— DESCRIPTION OF THE TASK —
The records below should be printed once more, exactly as they appear.

Saved data entries
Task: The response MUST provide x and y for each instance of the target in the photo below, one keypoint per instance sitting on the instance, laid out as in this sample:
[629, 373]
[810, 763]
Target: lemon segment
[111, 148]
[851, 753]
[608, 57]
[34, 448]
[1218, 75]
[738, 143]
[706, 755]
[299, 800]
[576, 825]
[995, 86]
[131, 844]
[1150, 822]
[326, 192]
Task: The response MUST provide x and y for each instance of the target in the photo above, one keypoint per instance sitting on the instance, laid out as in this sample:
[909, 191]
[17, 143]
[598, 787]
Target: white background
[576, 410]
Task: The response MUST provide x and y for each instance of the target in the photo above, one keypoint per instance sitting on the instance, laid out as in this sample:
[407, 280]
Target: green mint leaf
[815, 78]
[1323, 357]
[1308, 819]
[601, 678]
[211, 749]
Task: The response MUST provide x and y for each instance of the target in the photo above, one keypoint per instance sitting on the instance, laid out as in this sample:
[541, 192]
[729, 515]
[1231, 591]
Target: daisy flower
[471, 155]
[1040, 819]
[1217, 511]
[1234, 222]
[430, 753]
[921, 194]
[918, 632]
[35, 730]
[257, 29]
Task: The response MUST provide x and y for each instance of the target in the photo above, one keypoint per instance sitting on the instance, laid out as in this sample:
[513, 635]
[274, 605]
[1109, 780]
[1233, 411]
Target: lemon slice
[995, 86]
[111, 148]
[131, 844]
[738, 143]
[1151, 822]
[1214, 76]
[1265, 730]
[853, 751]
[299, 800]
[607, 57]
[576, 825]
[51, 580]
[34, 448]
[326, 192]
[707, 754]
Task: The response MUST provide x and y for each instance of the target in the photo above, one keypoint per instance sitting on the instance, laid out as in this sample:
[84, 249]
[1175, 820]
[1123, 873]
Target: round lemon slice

— RESPONSE AREA —
Task: The response MUST provide x and y for each instance of the target in the photo below, one keypoint per instance sitting on the instance, laid out as in this sample:
[629, 373]
[810, 763]
Target: lemon segment
[111, 148]
[851, 753]
[608, 57]
[34, 448]
[1218, 75]
[738, 143]
[706, 755]
[299, 800]
[576, 825]
[995, 86]
[131, 844]
[1150, 822]
[326, 192]
Task: The response MUST provide x and y for each instance of the target in the photo above, one keypoint per instance sitting on the instance, laid out as in this sample:
[909, 191]
[17, 143]
[598, 787]
Target: white background
[576, 410]
Task: The response MUST provide x and y for each instance of the target in the photo above, one keypoint per instance sitting on the instance, laid out as in this sample:
[407, 280]
Target: green mint leaf
[815, 78]
[1323, 357]
[1308, 819]
[601, 678]
[211, 749]
Task: The response MUST provide x and y for each instance of the target in the photo above, one keypoint per instance sitting on the instance, laid out as in this sample:
[541, 192]
[729, 515]
[1231, 591]
Target: daisy flower
[471, 155]
[1040, 819]
[1217, 511]
[1234, 222]
[430, 753]
[921, 194]
[918, 632]
[35, 730]
[257, 29]
Task: The response MUST provide x and y for each instance of the target in the photo above, one keypoint per instance sitting on the instance, laid out as in this sample:
[513, 635]
[274, 605]
[1109, 780]
[1233, 411]
Target: lemon slice
[995, 86]
[111, 148]
[131, 844]
[738, 143]
[1151, 822]
[1214, 76]
[1265, 730]
[853, 751]
[299, 800]
[607, 57]
[576, 825]
[51, 580]
[34, 448]
[326, 192]
[707, 754]
Task: The response MUST provide x and y for each instance of the target in the photo above, one keypoint per instance sitting on the instance, laid out as in this sample:
[84, 249]
[1175, 820]
[1123, 873]
Target: round lemon slice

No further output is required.